Consegna :: Nel testo su Benjamin e l'età della tecnica, riscrivi il brano che comincia con "Eppur si regge" e termina dopo "l’epoca della globalizzazione.", sostituendo "Benjamin" con "Walter Benjamin".

====== Testo citato

L’età della tecnica e la filosofia di Benjamin

Eppur si regge

Leonardo Terzo, After Klee, 2013

  1. 2. 4. L’età della tecnica e la filosofia di Benjamin

In genere i sostenitori dell’arte di massa partono dalla premessa che ogni epoca ha il suo tipo di arte, adeguata alle condizioni storiche, e quindi l’arte delle masse è comprensibile solo se considerata con criteri diversi da quelli adottati nelle epoche precedenti. Questa premessa “storicistica” per Benjamin si riferisce infatti al materialismo storico. Perciò le forme di arte tecnico-meccaniche sono significative dell’emergere di una nuova coscienza sociale che è quella proletaria, così come la comunicazione e l’arte elettronica, discussa da McLuhan e caratterizzata dalla televisione e dalle nuove tecnologie, segnerà l’epoca della globalizzazione.

============
====== Dati forniti

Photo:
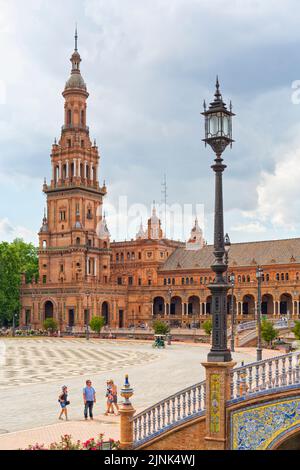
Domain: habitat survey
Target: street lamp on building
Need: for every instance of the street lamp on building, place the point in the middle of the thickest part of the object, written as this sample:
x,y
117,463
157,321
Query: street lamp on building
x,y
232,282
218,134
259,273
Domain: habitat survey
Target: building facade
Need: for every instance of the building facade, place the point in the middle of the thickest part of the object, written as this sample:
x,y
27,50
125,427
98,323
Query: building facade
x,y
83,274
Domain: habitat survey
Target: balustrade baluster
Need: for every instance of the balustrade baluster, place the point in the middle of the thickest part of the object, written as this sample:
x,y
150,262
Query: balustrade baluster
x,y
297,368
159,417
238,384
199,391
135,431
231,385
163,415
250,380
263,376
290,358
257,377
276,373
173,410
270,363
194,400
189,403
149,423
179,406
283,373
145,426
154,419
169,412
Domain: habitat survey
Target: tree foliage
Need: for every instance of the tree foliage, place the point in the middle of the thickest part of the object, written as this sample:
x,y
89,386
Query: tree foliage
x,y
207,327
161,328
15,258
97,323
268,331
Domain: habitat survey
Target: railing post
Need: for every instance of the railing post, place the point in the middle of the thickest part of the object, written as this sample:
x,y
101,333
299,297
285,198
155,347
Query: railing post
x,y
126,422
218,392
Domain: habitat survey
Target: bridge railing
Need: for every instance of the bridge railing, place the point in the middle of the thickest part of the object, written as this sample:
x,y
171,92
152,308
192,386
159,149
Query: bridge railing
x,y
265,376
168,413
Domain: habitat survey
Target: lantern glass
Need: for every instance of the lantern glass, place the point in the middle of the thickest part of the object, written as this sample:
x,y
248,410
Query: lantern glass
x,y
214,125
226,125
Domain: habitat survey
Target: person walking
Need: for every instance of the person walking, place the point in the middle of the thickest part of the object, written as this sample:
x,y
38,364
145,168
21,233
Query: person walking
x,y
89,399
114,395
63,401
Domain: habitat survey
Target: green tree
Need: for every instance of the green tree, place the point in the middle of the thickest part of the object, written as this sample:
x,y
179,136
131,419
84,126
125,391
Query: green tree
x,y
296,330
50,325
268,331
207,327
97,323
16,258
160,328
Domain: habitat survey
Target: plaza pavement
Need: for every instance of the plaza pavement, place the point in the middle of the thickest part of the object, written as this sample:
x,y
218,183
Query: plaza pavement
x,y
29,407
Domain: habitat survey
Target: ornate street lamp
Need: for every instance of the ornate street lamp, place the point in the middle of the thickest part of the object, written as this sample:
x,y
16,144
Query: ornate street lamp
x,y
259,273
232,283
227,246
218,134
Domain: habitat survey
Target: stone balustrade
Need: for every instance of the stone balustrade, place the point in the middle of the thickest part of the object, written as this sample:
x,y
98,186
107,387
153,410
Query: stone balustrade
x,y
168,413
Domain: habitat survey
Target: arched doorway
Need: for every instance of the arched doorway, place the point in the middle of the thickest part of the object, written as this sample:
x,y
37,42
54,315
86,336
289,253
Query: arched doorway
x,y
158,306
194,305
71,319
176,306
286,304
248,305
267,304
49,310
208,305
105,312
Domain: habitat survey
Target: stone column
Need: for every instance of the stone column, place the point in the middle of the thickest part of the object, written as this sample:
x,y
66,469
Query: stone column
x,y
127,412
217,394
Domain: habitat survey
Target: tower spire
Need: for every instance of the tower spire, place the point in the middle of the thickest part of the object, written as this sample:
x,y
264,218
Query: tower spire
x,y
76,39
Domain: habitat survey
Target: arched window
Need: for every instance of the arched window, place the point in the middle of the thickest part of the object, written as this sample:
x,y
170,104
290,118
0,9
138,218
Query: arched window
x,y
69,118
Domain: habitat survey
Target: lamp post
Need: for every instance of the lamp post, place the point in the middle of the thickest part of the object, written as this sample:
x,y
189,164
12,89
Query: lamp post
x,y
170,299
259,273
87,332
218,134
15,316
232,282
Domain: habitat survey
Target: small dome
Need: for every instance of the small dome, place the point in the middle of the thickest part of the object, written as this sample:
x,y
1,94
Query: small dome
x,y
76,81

============

Risultato ::
Eppur si regge

Leonardo Terzo, After Klee, 2013

  1. 2. 4. L’età della tecnica e la filosofia di Walter Benjamin

In genere i sostenitori dell’arte di massa partono dalla premessa che ogni epoca ha il suo tipo di arte, adeguata alle condizioni storiche, e quindi l’arte delle masse è comprensibile solo se considerata con criteri diversi da quelli adottati nelle epoche precedenti. Questa premessa “storicistica” per Walter Benjamin si riferisce infatti al materialismo storico. Perciò le forme di arte tecnico-meccaniche sono significative dell’emergere di una nuova coscienza sociale che è quella proletaria, così come la comunicazione e l’arte elettronica, discussa da McLuhan e caratterizzata dalla televisione e dalle nuove tecnologie, segnerà l’epoca della globalizzazione.